**SOURCE EXTRACT**
Beadwork proves relaxing, provides new business venture for Simms
Casper – It all starts with some microscopic beads, heavy-duty thread, a loom and an idea. Several days later, it is a work of art. For Kailey Simms, it is relaxing to create unique beadwork gifts for clients, family and friends.
Like most young women, Simms’ interest in beadwork stemmed from a desire for a one-of-a-kind item that was too expensive for her to buy.
“It all started because I really wanted a beaded belt,” Simms says of her venture into beadwork three years ago.
“I loved how those belts look. I thought they were just gorgeous, but I didn’t want to spend $300 to $500 to get one,” she says.
A trip to Hobby Lobby produced some beads and a loom, and she went home and taught herself the craft.
“I never took any formal training, it was just mostly a lot of trial and error. When I would get stuck, I would look things up on the internet and YouTube until I figured it out on my own,” she explained.

**EXCERPTED DATA**
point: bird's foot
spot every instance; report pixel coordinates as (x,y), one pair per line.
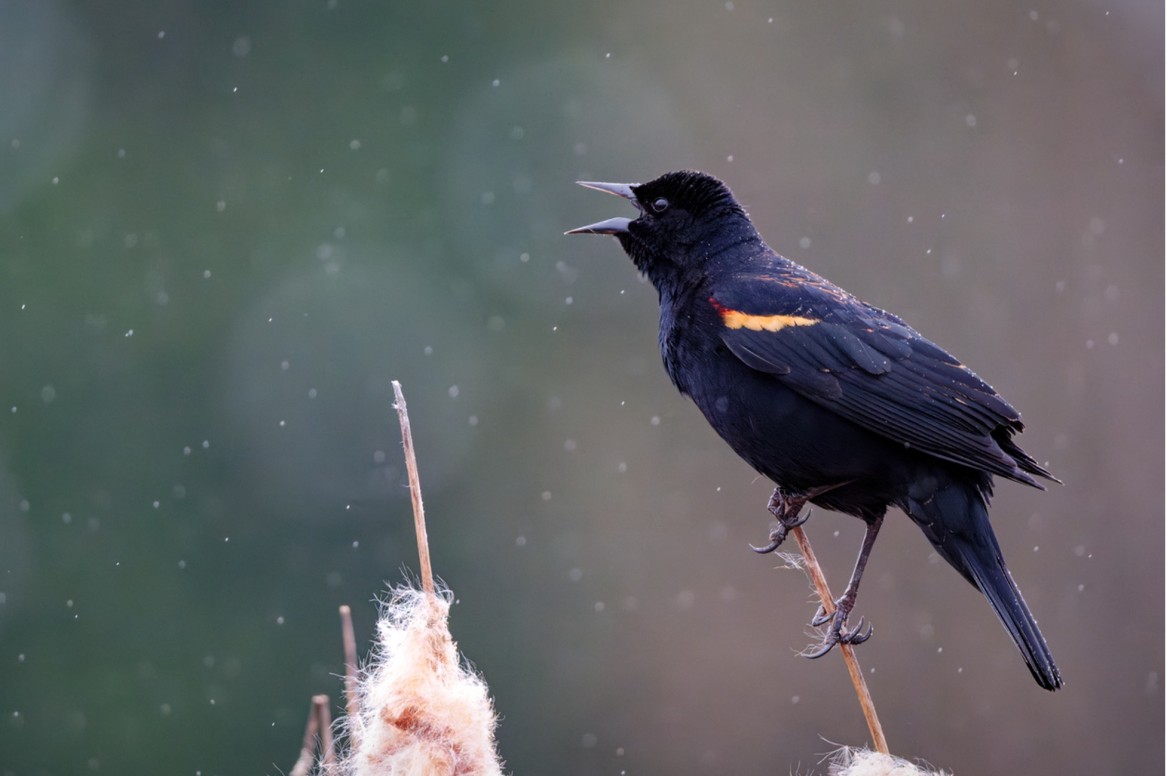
(779,533)
(785,507)
(839,632)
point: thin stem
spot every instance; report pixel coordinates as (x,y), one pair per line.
(851,659)
(412,474)
(349,644)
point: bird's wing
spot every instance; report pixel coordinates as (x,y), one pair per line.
(872,369)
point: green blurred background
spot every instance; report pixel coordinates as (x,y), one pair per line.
(225,227)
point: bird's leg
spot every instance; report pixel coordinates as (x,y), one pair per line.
(838,632)
(785,507)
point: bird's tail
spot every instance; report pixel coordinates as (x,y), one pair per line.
(955,520)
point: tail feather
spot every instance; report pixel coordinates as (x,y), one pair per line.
(955,520)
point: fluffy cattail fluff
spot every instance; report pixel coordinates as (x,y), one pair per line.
(422,711)
(848,761)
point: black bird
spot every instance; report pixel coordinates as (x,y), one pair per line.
(837,402)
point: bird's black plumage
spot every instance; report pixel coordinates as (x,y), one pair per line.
(837,402)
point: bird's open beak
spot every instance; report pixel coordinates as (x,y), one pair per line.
(613,225)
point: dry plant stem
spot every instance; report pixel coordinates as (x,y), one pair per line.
(412,473)
(318,723)
(349,644)
(851,660)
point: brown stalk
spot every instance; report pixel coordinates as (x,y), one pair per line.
(412,474)
(851,659)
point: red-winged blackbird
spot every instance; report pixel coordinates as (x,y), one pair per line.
(837,402)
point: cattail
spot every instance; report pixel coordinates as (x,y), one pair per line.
(848,761)
(422,711)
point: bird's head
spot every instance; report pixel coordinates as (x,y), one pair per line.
(685,218)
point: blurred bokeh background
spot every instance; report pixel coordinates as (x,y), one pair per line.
(225,227)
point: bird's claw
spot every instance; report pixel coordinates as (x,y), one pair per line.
(784,523)
(837,634)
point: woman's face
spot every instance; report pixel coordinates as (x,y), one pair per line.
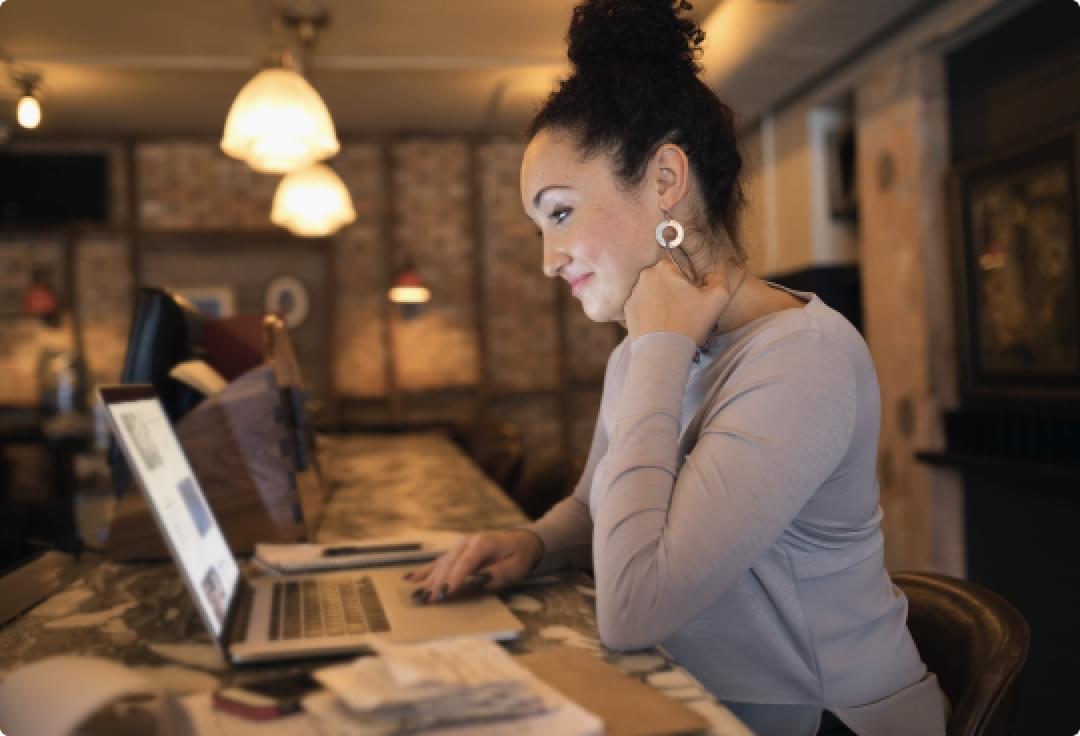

**EXERCISE INSTRUCTIONS**
(A) According to the beadwork article, is each statement true: (i) Simms took formal training in beadwork, (ii) her first beads and loom came from Hobby Lobby, (iii) Simms began beadwork five years ago? Answer yes or no for each, quoting the deciding words.
(B) Answer these questions from the beadwork article:
(i) What item did Simms want that started her beadwork?
(ii) What price range did she not want to spend on one?
(iii) Where did she look things up when she got stuck?
(C) Could you update the beadwork article's passage starting at "Beadwork proves relaxing, provides" and ending at "family and friends.", replacing "heavy-duty" with "nylon"?
The items are separate material from the beadwork article.

**EXPECTED RESULTS**
(A)
(i) No: "I never took any formal training"
(ii) Yes: "A trip to Hobby Lobby produced some beads and a loom"
(iii) No: "three years ago"

(B)
(i) A beaded belt
(ii) $300 to $500
(iii) The internet and YouTube

(C)
Beadwork proves relaxing, provides new business venture for Simms
Casper – It all starts with some microscopic beads, nylon thread, a loom and an idea. Several days later, it is a work of art. For Kailey Simms, it is relaxing to create unique beadwork gifts for clients, family and friends.